◆ Task description: Set down exactly the lines below, starting at the one that contains "Each instance receives one point. Annotate the bird's black" and ending at the one that contains "Each instance receives one point. Annotate the decorative", with both of those lines included and nothing else.

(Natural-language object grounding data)
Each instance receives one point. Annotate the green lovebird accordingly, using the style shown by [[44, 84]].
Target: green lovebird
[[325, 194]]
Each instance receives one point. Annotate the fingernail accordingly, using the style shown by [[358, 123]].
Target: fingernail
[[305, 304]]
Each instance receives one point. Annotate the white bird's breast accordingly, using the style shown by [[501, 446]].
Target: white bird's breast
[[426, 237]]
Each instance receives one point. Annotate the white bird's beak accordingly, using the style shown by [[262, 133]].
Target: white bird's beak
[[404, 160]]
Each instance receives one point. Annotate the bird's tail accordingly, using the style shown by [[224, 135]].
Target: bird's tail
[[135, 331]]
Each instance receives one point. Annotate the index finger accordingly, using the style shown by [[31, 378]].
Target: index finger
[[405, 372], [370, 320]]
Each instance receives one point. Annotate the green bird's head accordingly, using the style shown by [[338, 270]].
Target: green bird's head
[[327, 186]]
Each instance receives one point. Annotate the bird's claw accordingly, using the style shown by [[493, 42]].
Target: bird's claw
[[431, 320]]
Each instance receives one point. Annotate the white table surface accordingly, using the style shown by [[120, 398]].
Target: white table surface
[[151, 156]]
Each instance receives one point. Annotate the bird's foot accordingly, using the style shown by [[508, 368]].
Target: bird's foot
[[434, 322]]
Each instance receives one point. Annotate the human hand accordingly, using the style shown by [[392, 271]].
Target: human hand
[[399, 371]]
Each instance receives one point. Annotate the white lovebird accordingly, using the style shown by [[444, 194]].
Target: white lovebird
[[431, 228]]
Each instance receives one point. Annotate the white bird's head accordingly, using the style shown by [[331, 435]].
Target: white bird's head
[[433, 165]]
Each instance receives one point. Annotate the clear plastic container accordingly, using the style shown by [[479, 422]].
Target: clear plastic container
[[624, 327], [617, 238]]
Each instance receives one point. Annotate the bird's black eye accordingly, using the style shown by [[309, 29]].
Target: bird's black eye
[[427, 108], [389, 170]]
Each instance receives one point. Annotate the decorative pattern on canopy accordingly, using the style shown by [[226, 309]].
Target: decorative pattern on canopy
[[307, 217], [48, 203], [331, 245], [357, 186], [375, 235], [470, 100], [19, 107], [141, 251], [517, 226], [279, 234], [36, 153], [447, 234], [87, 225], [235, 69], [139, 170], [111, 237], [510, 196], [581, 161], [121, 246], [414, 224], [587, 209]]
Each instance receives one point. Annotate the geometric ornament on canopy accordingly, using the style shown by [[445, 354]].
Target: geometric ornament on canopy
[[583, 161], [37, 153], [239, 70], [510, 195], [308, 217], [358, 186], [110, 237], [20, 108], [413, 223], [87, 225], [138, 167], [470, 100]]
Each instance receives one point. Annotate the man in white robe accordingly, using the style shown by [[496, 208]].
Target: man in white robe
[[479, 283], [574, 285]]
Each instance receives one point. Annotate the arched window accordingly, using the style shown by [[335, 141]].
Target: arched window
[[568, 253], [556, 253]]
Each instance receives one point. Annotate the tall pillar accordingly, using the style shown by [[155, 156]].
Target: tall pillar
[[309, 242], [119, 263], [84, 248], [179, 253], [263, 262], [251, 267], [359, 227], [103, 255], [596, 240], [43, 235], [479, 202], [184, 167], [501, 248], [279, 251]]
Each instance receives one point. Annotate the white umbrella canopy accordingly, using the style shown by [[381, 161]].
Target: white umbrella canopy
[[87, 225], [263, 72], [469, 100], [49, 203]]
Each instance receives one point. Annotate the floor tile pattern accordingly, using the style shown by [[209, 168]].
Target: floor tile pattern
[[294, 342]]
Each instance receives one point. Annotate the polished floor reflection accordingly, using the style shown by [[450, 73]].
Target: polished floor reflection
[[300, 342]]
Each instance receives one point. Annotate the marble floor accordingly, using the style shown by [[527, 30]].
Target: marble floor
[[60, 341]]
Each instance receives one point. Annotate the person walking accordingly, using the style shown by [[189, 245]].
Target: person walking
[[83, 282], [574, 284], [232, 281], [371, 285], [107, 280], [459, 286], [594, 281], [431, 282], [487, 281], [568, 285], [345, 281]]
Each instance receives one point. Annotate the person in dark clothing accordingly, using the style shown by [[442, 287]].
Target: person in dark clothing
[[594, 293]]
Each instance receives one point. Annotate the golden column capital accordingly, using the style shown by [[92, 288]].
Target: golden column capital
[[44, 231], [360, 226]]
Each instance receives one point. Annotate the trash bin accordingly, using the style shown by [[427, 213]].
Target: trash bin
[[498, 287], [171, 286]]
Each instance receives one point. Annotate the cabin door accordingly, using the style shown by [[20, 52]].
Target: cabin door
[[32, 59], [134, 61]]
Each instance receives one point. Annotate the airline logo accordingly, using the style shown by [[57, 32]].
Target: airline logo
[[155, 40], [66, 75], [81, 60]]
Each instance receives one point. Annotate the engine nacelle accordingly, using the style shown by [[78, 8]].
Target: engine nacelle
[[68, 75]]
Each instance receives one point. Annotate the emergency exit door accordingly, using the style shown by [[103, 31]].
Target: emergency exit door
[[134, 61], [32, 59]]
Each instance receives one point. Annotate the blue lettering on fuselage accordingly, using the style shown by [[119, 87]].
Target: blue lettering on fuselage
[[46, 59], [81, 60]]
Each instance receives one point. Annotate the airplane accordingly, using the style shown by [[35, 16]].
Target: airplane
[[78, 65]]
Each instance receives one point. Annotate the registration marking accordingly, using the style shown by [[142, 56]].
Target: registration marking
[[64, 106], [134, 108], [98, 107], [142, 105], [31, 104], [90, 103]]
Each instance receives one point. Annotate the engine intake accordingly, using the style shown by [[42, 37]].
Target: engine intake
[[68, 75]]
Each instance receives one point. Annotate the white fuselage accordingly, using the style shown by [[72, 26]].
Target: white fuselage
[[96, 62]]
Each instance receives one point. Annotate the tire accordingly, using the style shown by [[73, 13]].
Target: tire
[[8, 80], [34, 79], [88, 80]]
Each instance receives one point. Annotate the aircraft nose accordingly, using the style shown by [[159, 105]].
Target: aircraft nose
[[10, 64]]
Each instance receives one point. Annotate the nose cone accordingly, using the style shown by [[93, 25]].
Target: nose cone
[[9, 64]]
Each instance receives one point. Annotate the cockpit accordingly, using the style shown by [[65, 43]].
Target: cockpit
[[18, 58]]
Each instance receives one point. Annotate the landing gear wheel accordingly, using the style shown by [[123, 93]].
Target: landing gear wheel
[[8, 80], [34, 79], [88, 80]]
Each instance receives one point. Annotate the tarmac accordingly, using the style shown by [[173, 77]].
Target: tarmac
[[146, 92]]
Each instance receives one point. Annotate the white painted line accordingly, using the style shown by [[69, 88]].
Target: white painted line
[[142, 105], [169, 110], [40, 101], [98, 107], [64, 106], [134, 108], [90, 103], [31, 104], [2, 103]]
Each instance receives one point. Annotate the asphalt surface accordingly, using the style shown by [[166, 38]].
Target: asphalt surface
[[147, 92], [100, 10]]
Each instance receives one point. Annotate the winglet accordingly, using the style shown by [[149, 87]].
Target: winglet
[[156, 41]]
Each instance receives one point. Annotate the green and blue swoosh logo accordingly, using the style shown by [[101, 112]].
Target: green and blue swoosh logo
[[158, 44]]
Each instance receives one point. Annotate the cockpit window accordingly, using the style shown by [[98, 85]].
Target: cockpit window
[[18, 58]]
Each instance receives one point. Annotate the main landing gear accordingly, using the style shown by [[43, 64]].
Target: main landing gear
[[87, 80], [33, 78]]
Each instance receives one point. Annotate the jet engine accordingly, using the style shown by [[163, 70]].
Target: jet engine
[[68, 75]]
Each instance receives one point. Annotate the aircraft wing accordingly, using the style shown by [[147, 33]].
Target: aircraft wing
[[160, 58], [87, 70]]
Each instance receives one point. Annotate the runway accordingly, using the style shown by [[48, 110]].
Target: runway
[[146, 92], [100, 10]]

◆ Solution for this problem:
Each instance receives one point. Annotate the bird's black eye accordingly, using the style shown by [[309, 29]].
Target: bird's black eye
[[427, 108], [389, 170]]
Each instance receives one point. Annotate the decorative pattern on canopy accordingly, using the style shown by [[226, 309]].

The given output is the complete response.